→ **What is expected**
Return each line of the listing below that contains the word "tree", copied in full.

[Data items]
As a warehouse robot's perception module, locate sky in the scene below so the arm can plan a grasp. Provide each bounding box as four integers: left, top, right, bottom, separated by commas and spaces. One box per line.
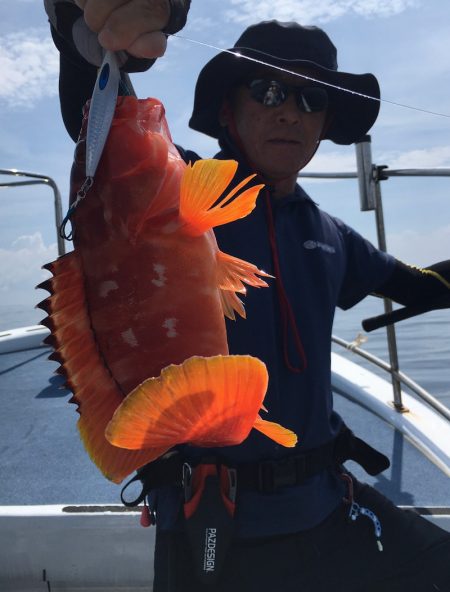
0, 0, 450, 314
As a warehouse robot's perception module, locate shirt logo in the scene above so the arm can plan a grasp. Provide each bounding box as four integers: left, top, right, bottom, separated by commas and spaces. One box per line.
303, 240, 336, 253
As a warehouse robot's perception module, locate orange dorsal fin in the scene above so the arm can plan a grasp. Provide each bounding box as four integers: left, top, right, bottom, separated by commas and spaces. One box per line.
40, 252, 167, 483
216, 251, 273, 321
106, 356, 296, 450
253, 415, 297, 448
180, 159, 263, 236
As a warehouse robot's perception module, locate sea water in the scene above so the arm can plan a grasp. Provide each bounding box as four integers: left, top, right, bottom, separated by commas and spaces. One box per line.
0, 292, 450, 408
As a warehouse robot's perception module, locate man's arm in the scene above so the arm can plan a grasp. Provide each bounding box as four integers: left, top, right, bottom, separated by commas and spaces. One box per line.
362, 259, 450, 331
44, 0, 190, 141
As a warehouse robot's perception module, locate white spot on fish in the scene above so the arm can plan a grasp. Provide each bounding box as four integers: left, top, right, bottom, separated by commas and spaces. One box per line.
163, 318, 178, 337
100, 280, 119, 298
121, 329, 138, 347
152, 263, 167, 288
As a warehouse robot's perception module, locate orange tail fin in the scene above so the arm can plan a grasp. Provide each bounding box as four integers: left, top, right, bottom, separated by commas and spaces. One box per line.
180, 159, 263, 236
40, 252, 167, 483
253, 415, 297, 448
106, 356, 295, 450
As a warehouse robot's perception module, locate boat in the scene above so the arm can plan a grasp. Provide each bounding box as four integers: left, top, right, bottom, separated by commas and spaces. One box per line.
0, 137, 450, 592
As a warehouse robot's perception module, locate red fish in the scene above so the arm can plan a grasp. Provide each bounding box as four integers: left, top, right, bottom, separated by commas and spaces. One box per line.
38, 97, 296, 482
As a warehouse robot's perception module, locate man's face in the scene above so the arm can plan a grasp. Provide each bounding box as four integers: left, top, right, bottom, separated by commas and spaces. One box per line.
225, 70, 327, 182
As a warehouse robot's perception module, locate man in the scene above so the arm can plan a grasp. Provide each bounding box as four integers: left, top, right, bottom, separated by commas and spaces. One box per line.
46, 0, 450, 592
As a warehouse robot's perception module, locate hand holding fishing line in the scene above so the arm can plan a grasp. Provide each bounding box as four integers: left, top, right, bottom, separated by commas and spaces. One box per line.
76, 0, 170, 58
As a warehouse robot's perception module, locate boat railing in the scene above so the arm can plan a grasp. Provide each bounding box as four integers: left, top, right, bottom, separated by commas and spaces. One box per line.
0, 169, 66, 256
299, 135, 450, 419
331, 335, 450, 421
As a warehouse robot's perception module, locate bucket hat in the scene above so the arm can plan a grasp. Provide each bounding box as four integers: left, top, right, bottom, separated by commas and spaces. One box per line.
189, 20, 380, 144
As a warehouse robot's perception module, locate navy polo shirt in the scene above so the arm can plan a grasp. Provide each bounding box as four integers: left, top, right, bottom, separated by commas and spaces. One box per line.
153, 149, 395, 537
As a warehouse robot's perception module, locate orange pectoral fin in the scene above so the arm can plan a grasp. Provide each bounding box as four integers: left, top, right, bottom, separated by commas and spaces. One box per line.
253, 415, 298, 448
41, 251, 171, 483
180, 159, 263, 236
105, 356, 268, 450
216, 251, 273, 321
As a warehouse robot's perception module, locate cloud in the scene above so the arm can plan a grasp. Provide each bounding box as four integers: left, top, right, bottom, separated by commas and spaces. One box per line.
387, 225, 450, 266
0, 29, 59, 109
0, 232, 58, 304
225, 0, 420, 24
381, 146, 450, 169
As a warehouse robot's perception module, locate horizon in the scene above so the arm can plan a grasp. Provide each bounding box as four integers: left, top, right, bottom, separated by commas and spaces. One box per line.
0, 0, 450, 305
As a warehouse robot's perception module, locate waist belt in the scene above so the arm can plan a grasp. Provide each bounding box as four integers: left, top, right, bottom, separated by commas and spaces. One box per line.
121, 426, 390, 507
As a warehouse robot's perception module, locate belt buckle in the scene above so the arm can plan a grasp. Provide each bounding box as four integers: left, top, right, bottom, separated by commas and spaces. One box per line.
258, 458, 298, 493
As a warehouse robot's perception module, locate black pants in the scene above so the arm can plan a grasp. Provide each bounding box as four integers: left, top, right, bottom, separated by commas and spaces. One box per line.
154, 483, 450, 592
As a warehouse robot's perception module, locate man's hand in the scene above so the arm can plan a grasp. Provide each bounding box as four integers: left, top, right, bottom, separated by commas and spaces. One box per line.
75, 0, 170, 58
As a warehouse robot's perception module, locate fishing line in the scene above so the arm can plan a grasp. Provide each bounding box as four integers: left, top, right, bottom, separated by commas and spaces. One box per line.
168, 33, 450, 119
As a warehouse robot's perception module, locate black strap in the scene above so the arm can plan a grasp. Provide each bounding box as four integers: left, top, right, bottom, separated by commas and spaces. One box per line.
121, 425, 390, 507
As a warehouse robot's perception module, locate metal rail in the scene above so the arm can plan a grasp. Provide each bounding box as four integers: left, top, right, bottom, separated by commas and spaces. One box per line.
0, 169, 66, 256
331, 335, 450, 421
299, 136, 450, 420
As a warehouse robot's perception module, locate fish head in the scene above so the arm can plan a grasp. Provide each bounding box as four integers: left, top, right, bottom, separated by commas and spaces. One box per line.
71, 96, 185, 241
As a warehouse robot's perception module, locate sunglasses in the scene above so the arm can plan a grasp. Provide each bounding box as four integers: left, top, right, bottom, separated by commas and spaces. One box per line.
247, 78, 328, 113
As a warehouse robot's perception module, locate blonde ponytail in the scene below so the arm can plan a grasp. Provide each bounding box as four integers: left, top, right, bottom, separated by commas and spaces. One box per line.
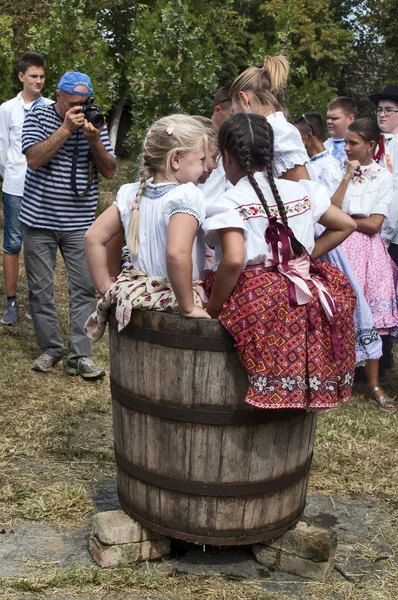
230, 55, 290, 116
126, 115, 208, 256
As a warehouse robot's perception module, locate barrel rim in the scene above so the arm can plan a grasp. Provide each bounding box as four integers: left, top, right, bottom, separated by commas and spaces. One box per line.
110, 376, 307, 426
118, 488, 305, 546
114, 446, 313, 498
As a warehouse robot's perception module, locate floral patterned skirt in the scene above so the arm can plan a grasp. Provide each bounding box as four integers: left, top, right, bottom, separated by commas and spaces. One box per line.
342, 231, 398, 338
204, 262, 355, 409
84, 261, 207, 342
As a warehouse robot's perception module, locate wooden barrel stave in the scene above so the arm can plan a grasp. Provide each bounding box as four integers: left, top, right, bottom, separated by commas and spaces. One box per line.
110, 311, 316, 545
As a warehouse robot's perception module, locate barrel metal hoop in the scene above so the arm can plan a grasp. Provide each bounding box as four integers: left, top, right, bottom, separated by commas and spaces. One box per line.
110, 377, 306, 426
118, 490, 305, 546
119, 323, 235, 352
115, 447, 312, 498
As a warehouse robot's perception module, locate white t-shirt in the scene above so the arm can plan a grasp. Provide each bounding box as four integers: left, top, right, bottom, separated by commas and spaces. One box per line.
341, 161, 393, 226
0, 92, 54, 197
266, 111, 308, 177
202, 173, 330, 270
198, 157, 232, 206
323, 138, 348, 169
379, 133, 398, 244
305, 150, 343, 196
114, 182, 206, 281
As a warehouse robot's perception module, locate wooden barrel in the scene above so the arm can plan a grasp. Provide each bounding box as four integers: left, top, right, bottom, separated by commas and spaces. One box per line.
110, 310, 316, 546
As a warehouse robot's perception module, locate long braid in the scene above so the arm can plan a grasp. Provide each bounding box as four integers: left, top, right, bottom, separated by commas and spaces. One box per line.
219, 113, 305, 256
126, 159, 152, 255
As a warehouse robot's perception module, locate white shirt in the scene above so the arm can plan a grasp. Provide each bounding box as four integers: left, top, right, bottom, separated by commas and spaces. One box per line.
114, 182, 206, 281
305, 150, 343, 197
266, 111, 308, 177
202, 173, 330, 270
198, 111, 308, 206
323, 138, 348, 169
198, 157, 232, 206
341, 161, 393, 225
0, 92, 54, 197
379, 133, 398, 244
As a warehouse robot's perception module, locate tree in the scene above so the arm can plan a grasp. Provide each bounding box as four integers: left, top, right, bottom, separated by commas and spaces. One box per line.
0, 14, 14, 104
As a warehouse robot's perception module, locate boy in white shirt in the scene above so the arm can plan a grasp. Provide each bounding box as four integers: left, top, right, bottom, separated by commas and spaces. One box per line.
0, 52, 53, 325
325, 96, 357, 166
294, 112, 343, 197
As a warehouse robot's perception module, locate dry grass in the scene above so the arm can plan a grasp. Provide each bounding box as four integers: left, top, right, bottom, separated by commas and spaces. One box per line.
0, 165, 398, 600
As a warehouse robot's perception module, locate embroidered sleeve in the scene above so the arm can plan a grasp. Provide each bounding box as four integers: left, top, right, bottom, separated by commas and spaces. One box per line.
170, 206, 200, 224
163, 183, 206, 227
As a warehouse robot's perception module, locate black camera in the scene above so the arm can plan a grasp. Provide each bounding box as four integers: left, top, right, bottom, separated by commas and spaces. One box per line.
81, 98, 105, 129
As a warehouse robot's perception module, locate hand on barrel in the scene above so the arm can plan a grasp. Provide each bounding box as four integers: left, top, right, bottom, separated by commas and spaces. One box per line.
182, 306, 211, 319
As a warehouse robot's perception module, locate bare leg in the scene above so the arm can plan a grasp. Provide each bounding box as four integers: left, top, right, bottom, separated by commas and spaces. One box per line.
365, 359, 397, 412
106, 233, 124, 277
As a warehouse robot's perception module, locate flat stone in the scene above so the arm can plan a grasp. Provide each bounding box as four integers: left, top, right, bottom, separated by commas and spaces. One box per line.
90, 535, 170, 568
92, 510, 163, 546
262, 521, 337, 562
0, 522, 95, 579
252, 544, 334, 582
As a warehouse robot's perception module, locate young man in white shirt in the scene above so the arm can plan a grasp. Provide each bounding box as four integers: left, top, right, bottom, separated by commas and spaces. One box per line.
294, 112, 343, 197
0, 52, 53, 325
325, 96, 357, 166
369, 85, 398, 265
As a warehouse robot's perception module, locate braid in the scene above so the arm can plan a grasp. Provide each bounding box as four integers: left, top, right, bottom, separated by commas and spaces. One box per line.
247, 171, 271, 219
219, 113, 304, 256
127, 162, 152, 255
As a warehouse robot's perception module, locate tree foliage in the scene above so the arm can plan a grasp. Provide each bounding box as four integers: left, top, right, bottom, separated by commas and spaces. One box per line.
0, 0, 398, 154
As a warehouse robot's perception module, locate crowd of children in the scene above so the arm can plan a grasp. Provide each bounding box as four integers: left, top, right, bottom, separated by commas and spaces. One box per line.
86, 57, 398, 412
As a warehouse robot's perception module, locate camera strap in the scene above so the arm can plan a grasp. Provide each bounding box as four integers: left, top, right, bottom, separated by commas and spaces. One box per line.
71, 131, 94, 197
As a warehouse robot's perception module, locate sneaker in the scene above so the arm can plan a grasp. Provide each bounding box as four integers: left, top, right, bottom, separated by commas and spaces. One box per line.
1, 300, 19, 325
32, 353, 62, 373
65, 356, 105, 379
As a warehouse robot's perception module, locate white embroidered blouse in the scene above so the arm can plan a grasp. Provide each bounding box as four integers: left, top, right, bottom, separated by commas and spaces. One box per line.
305, 150, 344, 197
266, 111, 308, 177
202, 173, 330, 270
114, 182, 206, 281
341, 161, 393, 229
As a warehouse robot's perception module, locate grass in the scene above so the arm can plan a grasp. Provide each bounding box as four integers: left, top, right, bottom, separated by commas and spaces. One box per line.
0, 163, 398, 600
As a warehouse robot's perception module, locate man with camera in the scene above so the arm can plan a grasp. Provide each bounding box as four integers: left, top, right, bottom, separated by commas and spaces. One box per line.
20, 72, 116, 379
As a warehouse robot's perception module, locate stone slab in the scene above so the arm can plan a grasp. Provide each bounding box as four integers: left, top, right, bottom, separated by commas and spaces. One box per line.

→ **Solution to the exercise**
As a warehouse robot's perception module, locate tree in the scene above so the arm can plan a grasp. Provide each bounding box as four integers: left, top, right, bottom, separated by commas and spaces. One box per line.
As a warehouse robot's perception module, locate tree foliage in the scene above so the arm can plan a grasp. Provide each bounding box as four integers: left, top, right, bottom, separated by commas and spaces. One box per line.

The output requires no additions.